A month-and-a-half after the release of her first studio recording in six years, and perhaps her finest recording since 1975's
Diamonds & Rust,
Joan Baez's complete A&M recordings offer a revelatory view of the artist at her most adventurous.
Baez's tenure with A&M lasted from 1972-1976 and yielded five studio albums, a live recording, and three non-album singles. All of them are included here on four CDs with gorgeously remastered sound, a deluxe package with exhaustive, insightful, and unflinching liner notes by Arthur Levy, and a package that should win a Grammy for design and presentation if nothing else.
Baez, regarded in the popular culture at large as a "folk" or "topical" singer (the latter term she would not refute, the former hasn't fit her for some time), has always been a restless artist. This box set offers proof that
Baez's switch to A&M -- then an independent, now swallowed whole by Universal -- from Vanguard, facilitated a virtual renaissance for her not just creatively, but on the charts as well. This reappraisal is necessary, given
Baez's most recent recordings have reflected another shift in her sound and concerns, away from being a songwriter to being an interpreter of fine, edgy, roots songs by a whole slew of younger writers -- and her seeming embrace of the electric guitar. The earliest evidence of
Baez's rambling vision can be heard on her experimental album
Baptism, from 1968. Upon moving to A&M, and recording from her Nashville studio base,
Baez released her self-produced
Come From The Shadows (with help from
Norbert Putnam), featuring -- like her latter day Vanguard recordings -- a host of Nashville's finest musicians, which included
David Paul Briggs,
Pete Drake,
Kenneth A. Buttrey,
Charlie McCoy, and
Grady Martin. It was certainly a political record, but it also included the stunning "Love Song To A Stranger," and her sister
Mimi Fariña's "In The Quiet Morning," written in memory of
Janis Joplin.
The other half of Disc One is comprised of
Where Are You Now, My Son from 1973, co-produced by
Baez and
Henry Lewy. It included a slew of originals by
Baez, including the title track, a pair of songs by
Fariña, and
Hoyt Axton's "Less Than A Song." Most importantly, it was a move toward something outside of the country-rock realm she'd been toying with. That "something" first occurs on Disc Two with her traditional album of Latin folk and topical songs from
Gracias a la Vida, and, of course, 1975's
Diamonds and Rust with
David Kershenbaum helping her out in the production room. The latter album, heard so many years after the fact of its inception and release, has
Baez experimenting with soul --
Stevie Wonder's "Never Dreamed You'd Leave in Summer"; hard country:
Dickey Betts' "Blue Sky,"; and moving around toward
Dylan once again, as she was part of the Rolling Thunder Review, with a stellar version of "Simple Twist Of Fate," as well as the legendary title track. Along with it,
Baez wrote four songs, and recorded others by
John Prine, and
Jackson Browne, and offered a deeply moving rendition of
Stephen Foster's "I Dream of Jeannie" melded with "Danny Boy." It was the masterpiece that both critics and fans knew she was capable of delivering and had been leading up to since
Blessed Are.., her final album for Vanguard. It, along with most everything here, has aged well and endures. Disc Three features the second half of
Diamonds and Rust, and another fine, if criminally under-appreciated, album
Gulf Winds, released in October of 1976 and comprised entirely of
Baez originals.

> **RECORDED INFORMATION**:
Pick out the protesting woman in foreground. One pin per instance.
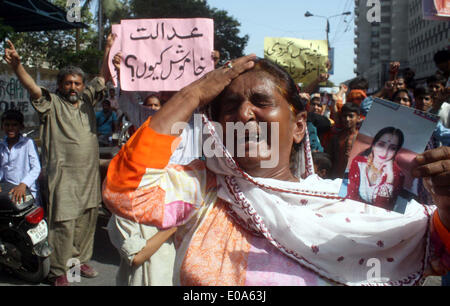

> **TASKS TO PERFORM**:
**1.** Using the review of Joan Baez's A&M recordings, answer:
(a) Which years did Baez's tenure with A&M span?
(b) Who wrote the liner notes for the box set?
(c) In what month and year was Gulf Winds released?
**2.** Rewrite the part of the review of Joan Baez's A&M recordings that opens with "A month-and-a-half after" and closes with "her most adventurous.", replacing "adventurous" with "daring".
The material plays no part in the tasks and can be ignored.

> **OUTPUTS FOR THE TASKS**:
**1.**
(a) 1972-1976
(b) Arthur Levy
(c) October of 1976

**2.**
A month-and-a-half after the release of her first studio recording in six years, and perhaps her finest recording since 1975's
Diamonds & Rust,
Joan Baez's complete A&M recordings offer a revelatory view of the artist at her most daring.